- Auftrag -
Suche aus den folgenden Einträgen jede Zeile heraus, die die Zeichenfolge „carriage“ enthält. Gib diese Zeilen unverändert wieder.

Auszug aus dem Datensatz:
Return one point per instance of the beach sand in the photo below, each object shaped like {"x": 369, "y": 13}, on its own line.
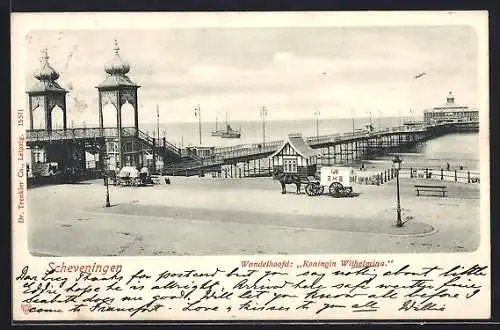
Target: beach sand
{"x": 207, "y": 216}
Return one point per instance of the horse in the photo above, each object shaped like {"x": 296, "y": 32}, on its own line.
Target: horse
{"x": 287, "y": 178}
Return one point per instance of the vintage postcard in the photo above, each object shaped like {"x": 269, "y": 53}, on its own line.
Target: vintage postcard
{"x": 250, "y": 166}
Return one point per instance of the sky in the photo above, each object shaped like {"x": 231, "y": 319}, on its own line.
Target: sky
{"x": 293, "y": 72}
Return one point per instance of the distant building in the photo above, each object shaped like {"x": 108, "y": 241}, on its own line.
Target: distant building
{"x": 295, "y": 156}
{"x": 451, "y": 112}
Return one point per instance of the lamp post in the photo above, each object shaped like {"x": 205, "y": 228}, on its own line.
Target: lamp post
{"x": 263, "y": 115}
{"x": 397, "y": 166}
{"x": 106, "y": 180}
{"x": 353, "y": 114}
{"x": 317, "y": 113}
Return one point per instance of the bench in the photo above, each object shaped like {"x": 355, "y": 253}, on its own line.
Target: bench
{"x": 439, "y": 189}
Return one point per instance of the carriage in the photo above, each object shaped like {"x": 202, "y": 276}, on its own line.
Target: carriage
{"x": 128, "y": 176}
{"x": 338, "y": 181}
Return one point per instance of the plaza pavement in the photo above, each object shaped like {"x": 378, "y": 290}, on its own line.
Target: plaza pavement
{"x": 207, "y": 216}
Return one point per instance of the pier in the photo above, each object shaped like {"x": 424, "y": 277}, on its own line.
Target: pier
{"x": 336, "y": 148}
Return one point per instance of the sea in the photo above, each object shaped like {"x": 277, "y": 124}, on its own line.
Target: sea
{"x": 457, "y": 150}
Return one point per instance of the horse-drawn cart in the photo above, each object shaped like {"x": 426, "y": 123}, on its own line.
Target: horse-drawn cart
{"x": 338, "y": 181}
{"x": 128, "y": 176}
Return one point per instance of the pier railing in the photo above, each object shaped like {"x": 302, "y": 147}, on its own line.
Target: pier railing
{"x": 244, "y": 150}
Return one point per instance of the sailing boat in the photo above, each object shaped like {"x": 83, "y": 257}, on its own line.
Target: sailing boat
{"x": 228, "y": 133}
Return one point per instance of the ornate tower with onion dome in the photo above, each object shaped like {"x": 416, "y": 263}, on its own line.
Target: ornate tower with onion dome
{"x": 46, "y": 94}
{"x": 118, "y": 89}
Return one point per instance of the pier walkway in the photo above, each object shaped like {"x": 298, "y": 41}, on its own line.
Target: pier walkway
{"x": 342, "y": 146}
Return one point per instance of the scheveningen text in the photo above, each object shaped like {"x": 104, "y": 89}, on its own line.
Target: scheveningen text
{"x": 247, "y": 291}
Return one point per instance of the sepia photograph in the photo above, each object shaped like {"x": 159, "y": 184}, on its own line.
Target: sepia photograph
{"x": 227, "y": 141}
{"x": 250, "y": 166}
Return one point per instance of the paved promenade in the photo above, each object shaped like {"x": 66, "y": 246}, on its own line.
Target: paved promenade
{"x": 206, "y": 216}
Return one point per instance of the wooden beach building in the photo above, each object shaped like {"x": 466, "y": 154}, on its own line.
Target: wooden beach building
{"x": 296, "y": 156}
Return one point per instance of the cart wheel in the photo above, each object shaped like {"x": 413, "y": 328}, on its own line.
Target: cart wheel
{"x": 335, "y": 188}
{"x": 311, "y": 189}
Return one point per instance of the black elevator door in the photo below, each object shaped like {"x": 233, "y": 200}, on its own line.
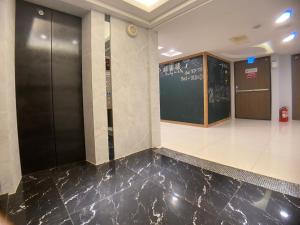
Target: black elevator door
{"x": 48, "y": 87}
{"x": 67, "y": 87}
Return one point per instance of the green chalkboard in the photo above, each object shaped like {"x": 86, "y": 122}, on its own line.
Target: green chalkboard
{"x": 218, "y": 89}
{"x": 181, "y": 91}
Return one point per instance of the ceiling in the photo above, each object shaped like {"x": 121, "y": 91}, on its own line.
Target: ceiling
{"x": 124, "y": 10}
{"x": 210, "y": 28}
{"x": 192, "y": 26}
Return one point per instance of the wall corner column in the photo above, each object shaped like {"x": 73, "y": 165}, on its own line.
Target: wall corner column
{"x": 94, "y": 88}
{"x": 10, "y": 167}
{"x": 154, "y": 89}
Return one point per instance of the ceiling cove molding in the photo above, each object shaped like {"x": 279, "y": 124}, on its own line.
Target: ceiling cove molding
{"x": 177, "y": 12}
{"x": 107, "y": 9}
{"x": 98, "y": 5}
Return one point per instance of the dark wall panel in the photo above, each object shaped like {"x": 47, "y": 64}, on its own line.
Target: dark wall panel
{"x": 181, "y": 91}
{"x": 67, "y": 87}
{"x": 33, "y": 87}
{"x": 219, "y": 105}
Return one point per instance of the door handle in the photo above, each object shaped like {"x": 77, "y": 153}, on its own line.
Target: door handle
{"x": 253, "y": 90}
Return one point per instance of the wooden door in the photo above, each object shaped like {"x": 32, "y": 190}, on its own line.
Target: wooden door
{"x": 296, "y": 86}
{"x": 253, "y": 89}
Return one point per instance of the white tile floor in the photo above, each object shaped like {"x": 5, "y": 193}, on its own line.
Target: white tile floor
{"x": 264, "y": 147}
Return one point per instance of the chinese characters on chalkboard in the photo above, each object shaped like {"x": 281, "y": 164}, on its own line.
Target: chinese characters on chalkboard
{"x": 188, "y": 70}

* * *

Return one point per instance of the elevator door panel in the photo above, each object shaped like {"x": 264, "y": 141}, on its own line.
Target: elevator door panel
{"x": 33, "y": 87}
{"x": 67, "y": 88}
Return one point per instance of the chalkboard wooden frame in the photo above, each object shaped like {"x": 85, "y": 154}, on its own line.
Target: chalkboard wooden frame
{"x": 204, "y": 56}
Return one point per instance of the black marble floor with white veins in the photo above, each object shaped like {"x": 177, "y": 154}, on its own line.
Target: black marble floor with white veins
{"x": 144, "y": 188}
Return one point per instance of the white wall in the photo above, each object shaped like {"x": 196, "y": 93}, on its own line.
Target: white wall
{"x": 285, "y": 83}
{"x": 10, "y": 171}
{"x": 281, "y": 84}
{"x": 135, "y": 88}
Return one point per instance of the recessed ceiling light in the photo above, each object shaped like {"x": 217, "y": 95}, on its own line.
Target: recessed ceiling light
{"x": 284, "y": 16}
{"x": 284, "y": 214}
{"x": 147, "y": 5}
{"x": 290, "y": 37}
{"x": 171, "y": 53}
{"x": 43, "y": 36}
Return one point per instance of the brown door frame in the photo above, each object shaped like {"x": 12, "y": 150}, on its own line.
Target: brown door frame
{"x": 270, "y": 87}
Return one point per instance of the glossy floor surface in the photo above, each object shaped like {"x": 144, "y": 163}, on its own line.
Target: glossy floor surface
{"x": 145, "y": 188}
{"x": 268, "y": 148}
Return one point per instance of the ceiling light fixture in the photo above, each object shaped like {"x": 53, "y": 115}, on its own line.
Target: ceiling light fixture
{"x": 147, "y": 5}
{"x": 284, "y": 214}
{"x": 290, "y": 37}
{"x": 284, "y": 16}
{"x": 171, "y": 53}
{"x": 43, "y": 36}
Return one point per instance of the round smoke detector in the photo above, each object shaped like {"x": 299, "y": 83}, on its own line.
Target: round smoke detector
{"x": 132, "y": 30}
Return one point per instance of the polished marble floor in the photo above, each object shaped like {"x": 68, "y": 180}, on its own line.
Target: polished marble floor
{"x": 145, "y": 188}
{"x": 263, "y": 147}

- Lösung -
Return one point per instance of the carriage in the photo above, each object shaped like {"x": 202, "y": 276}, on its own line.
Target: carriage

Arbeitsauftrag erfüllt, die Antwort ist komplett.